Re: Storing large data for MLlib machine learning

2015-03-26 Thread Evan R. Sparks
Protobufs are great for serializing individual records - but parquet is
good for efficiently storing a whole bunch of these objects.

Matt Massie has a good (slightly dated) blog post on using
Spark+Parquet+Avro (and you can pretty much s/Avro/Protobuf/) describing
how they all work together here:
http://zenfractal.com/2013/08/21/a-powerful-big-data-trio/

Your use case (storing dense features, presumably as a single column) is
pretty straightforward and the extra layers of indirection are maybe
overkill.

Lastly - you might consider using some of SparkSQL/DataFrame's built-in
features for persistence, which support lots of storage backends.
https://spark.apache.org/docs/1.3.0/sql-programming-guide.html#data-sources

On Thu, Mar 26, 2015 at 2:51 PM, Ulanov, Alexander 
wrote:

>  Thanks, Evan. What do you think about Protobuf? Twitter has a library to
> manage protobuf files in hdfs https://github.com/twitter/elephant-bird
>
>
>
>
>
> *From:* Evan R. Sparks [mailto:evan.spa...@gmail.com]
> *Sent:* Thursday, March 26, 2015 2:34 PM
> *To:* Stephen Boesch
> *Cc:* Ulanov, Alexander; dev@spark.apache.org
> *Subject:* Re: Storing large data for MLlib machine learning
>
>
>
> On binary file formats - I looked at HDF5+Spark a couple of years ago and
> found it barely JVM-friendly and very Hadoop-unfriendly (e.g. the APIs
> needed filenames as input, you couldn't pass it anything like an
> InputStream). I don't know if it has gotten any better.
>
>
>
> Parquet plays much more nicely and there are lots of spark-related
> projects using it already. Keep in mind that it's column-oriented which
> might impact performance - but basically you're going to want your features
> in a byte array and deser should be pretty straightforward.

....................

§ What you have to do: In the thread excerpt above, condense the paragraph beginning "On binary file formats" into a brief bulleted list that keeps its main facts. Rely solely on the thread excerpt when carrying out each task.

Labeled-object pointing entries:
....................

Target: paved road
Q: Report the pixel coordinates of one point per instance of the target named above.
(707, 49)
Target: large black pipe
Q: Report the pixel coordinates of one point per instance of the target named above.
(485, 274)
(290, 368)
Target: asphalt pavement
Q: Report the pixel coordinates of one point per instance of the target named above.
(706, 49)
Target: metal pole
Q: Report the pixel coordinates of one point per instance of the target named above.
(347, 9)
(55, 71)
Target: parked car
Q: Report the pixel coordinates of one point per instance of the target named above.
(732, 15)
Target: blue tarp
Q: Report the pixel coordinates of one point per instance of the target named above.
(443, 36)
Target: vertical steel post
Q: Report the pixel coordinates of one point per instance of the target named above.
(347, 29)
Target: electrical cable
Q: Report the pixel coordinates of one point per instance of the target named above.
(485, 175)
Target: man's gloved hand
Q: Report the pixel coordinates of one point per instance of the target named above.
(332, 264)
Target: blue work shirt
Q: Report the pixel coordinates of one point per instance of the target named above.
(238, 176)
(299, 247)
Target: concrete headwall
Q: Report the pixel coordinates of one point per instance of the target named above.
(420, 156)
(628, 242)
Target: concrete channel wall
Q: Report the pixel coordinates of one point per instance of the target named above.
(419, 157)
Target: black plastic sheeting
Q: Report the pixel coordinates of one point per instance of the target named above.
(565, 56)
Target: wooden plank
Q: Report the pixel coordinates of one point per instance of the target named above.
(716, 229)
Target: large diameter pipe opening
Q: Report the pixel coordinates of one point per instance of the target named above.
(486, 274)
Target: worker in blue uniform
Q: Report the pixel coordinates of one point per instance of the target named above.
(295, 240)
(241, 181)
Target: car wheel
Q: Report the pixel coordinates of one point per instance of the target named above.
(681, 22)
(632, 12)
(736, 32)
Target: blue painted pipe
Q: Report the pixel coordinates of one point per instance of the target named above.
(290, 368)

....................

§ Task output:
- A couple of years ago, the writer tried HDF5 with Spark.
- It proved barely JVM-friendly and very Hadoop-unfriendly.
- For example, its APIs required filenames as input and could not accept anything like an InputStream.
- The writer does not know whether it has improved since then.